• What the exercise asks: Collect every line below that contains the word "each" and copy those lines in full. Case counts.

* start Records supplied *

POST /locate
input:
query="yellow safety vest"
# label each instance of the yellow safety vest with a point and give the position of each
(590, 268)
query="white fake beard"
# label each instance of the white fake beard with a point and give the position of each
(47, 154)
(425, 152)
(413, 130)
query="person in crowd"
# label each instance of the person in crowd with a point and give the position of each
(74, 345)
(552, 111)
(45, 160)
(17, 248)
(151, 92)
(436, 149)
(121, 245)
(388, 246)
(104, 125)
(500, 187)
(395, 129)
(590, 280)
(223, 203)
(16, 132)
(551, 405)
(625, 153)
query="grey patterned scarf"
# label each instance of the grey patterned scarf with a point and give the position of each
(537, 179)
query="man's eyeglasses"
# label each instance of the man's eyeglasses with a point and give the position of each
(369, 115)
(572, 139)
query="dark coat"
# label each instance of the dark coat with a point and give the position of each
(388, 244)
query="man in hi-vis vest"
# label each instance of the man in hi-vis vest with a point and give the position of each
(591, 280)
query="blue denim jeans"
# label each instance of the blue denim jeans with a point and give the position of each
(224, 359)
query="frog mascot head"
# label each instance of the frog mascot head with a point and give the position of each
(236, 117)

* end Records supplied *
* start Records supplied *

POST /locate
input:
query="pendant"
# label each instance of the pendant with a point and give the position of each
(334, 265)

* end Records supplied *

• Solution to the problem:
# label each instance of the yellow safety vest with a point and give the position of each
# label each instance of the white fake beard with a point and give the position of each
# label each instance of the person in crowd with a point and give the position of each
# label each instance of the grey patterned scarf with a point and give the position of each
# label each instance of the man's eyeglasses with a point and give the position of each
# label each instance of the dark coat with a point and give the position of each
# label each instance of the man in hi-vis vest with a point and give the position of each
# label each instance of the blue denim jeans with a point and give the position of each
# label each instance of the frog mascot head with a point and give the position of each
# label each instance of the pendant with a point and give the position of each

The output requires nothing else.